Task to carry out:
Give every entry again, word for word.

(Dataset entries)

-- -- --

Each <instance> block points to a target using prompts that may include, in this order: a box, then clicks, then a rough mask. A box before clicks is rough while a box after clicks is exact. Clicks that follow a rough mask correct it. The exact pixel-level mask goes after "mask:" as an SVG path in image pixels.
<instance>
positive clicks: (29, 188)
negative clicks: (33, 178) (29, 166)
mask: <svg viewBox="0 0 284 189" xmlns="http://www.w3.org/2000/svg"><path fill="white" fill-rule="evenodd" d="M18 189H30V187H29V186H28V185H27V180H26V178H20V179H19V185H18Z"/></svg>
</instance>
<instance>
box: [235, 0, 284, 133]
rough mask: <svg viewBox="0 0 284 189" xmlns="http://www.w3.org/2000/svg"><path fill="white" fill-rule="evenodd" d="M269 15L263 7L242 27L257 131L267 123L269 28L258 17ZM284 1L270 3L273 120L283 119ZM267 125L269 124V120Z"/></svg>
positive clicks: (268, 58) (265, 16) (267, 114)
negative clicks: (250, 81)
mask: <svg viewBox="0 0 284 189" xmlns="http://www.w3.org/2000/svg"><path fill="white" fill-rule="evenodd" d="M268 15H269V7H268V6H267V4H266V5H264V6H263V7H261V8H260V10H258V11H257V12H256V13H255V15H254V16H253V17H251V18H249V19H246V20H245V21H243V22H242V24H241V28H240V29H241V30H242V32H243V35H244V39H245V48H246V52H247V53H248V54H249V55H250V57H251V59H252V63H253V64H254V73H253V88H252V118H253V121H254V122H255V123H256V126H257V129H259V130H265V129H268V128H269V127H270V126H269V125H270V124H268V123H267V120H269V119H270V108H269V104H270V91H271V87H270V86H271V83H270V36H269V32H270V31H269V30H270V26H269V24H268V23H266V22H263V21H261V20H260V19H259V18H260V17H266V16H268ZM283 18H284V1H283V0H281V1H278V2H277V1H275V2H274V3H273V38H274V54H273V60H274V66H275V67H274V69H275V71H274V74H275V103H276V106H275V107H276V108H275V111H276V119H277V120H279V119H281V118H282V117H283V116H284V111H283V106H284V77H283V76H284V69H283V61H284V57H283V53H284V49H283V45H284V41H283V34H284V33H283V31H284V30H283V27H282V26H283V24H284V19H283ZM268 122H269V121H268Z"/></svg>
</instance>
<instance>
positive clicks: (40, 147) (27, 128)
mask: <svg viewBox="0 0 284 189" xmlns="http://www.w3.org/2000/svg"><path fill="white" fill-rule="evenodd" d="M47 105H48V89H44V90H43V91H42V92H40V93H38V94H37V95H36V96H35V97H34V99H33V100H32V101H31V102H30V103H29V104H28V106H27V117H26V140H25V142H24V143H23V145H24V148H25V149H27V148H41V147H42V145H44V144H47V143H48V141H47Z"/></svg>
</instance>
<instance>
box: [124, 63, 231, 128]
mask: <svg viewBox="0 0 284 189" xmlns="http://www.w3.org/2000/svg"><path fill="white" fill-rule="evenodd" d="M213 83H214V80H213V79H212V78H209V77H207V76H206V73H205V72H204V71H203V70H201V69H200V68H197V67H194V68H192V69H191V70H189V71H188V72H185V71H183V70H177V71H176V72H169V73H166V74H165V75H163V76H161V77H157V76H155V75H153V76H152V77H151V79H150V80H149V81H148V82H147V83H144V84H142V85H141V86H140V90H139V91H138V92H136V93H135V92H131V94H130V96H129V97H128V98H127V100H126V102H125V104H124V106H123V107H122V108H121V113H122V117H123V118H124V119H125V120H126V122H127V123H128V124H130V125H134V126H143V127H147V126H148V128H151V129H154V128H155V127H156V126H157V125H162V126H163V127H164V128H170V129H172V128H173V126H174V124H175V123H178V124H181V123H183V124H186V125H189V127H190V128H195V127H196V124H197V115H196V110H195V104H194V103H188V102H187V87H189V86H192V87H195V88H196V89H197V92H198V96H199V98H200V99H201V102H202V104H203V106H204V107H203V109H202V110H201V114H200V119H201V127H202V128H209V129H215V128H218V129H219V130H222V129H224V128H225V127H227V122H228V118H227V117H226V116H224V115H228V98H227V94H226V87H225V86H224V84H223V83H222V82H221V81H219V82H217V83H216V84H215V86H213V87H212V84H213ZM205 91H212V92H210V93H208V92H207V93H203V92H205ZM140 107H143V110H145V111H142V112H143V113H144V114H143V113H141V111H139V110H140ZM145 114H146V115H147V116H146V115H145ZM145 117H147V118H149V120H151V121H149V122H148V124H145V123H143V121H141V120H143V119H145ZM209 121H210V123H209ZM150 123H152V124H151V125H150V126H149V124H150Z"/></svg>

-- -- --

Written response:
Each <instance> block points to a target using prompts that may include, in this order: a box, then clicks, then a rough mask. A box before clicks is rough while a box after clicks is exact. Clicks that follow a rough mask correct it. The exact pixel-level mask goes after "mask:" as an SVG path in image pixels.
<instance>
positive clicks: (29, 188)
negative clicks: (33, 178) (29, 166)
mask: <svg viewBox="0 0 284 189" xmlns="http://www.w3.org/2000/svg"><path fill="white" fill-rule="evenodd" d="M18 189H30V187H29V186H28V185H27V180H26V178H20V179H19V185H18Z"/></svg>
</instance>
<instance>
box: [235, 0, 284, 133]
rough mask: <svg viewBox="0 0 284 189" xmlns="http://www.w3.org/2000/svg"><path fill="white" fill-rule="evenodd" d="M269 15L263 7L242 27L257 131L267 123L269 28L258 17ZM284 1L270 3L273 120L283 119ZM267 125L269 124V120Z"/></svg>
positive clicks: (268, 58) (265, 16) (267, 114)
negative clicks: (250, 81)
mask: <svg viewBox="0 0 284 189" xmlns="http://www.w3.org/2000/svg"><path fill="white" fill-rule="evenodd" d="M268 15H269V7H268V6H267V4H266V5H264V6H263V7H261V8H260V10H258V11H257V12H256V13H255V15H254V16H253V17H251V18H249V19H246V20H245V21H243V22H242V24H241V28H240V29H241V30H242V32H243V35H244V39H245V48H246V52H247V53H248V54H249V55H250V57H251V59H252V63H253V64H254V73H253V88H252V118H253V121H254V122H255V123H256V126H257V129H259V130H265V129H268V128H269V127H270V126H269V125H270V124H268V123H267V120H269V119H270V108H269V104H270V91H271V87H270V86H271V83H270V36H269V32H270V31H269V30H270V26H269V24H268V23H266V22H263V21H261V20H260V19H259V18H260V17H266V16H268ZM283 18H284V1H283V0H281V1H278V2H277V1H275V2H274V3H273V38H274V54H273V60H274V66H275V67H274V69H275V71H274V74H275V103H276V106H275V107H276V108H275V111H276V119H277V120H279V119H281V118H282V117H283V116H284V111H283V106H284V77H283V76H284V69H283V61H284V57H283V53H284V49H283V45H284V41H283V34H284V33H283V31H284V30H283V27H282V26H283V24H284V19H283ZM268 122H269V121H268Z"/></svg>
</instance>
<instance>
positive clicks: (40, 147) (27, 128)
mask: <svg viewBox="0 0 284 189" xmlns="http://www.w3.org/2000/svg"><path fill="white" fill-rule="evenodd" d="M47 105H48V89H44V90H43V91H42V92H40V93H38V94H37V95H36V96H35V97H34V99H33V100H32V101H31V102H30V103H29V104H28V106H27V117H26V140H25V142H24V143H23V145H24V148H25V149H27V148H41V147H42V145H44V144H47V143H48V141H47Z"/></svg>
</instance>
<instance>
box: [124, 63, 231, 128]
mask: <svg viewBox="0 0 284 189" xmlns="http://www.w3.org/2000/svg"><path fill="white" fill-rule="evenodd" d="M213 83H214V80H213V79H212V78H209V77H207V76H206V73H205V72H204V71H203V70H201V69H200V68H197V67H194V68H192V69H191V70H189V71H188V72H185V71H183V70H177V71H176V72H169V73H166V74H165V75H163V76H161V77H157V76H155V75H153V76H152V77H151V79H150V80H149V81H148V82H147V83H144V84H142V85H141V86H140V90H139V91H138V92H136V93H135V92H131V94H130V96H129V97H128V98H127V100H126V102H125V104H124V106H123V107H122V108H121V113H122V117H123V118H124V119H125V120H126V122H127V123H128V124H130V125H134V126H143V127H147V126H148V128H151V129H154V128H155V127H156V126H157V125H162V126H163V127H164V128H170V129H172V128H173V126H174V124H175V123H178V124H181V123H183V124H186V125H189V127H190V128H195V127H196V124H197V115H196V110H195V104H194V103H188V102H187V87H189V86H192V87H195V88H196V89H197V92H198V96H199V98H200V99H201V102H202V104H203V106H204V107H203V109H202V110H201V114H200V119H201V127H202V128H209V129H215V128H218V129H219V130H222V129H224V128H225V127H227V122H228V118H227V117H226V116H224V115H228V98H227V94H226V87H225V86H224V84H223V83H222V82H221V81H219V82H217V83H216V84H215V86H213V87H212V84H213ZM205 91H212V92H210V93H208V92H207V93H203V92H205ZM140 107H143V110H145V111H142V112H143V113H144V114H143V113H141V111H139V110H140ZM145 114H146V115H147V116H146V115H145ZM145 117H147V118H149V120H151V121H149V122H148V124H145V123H143V121H141V120H143V119H145ZM209 121H210V123H209ZM150 123H152V124H151V125H150V126H149V124H150Z"/></svg>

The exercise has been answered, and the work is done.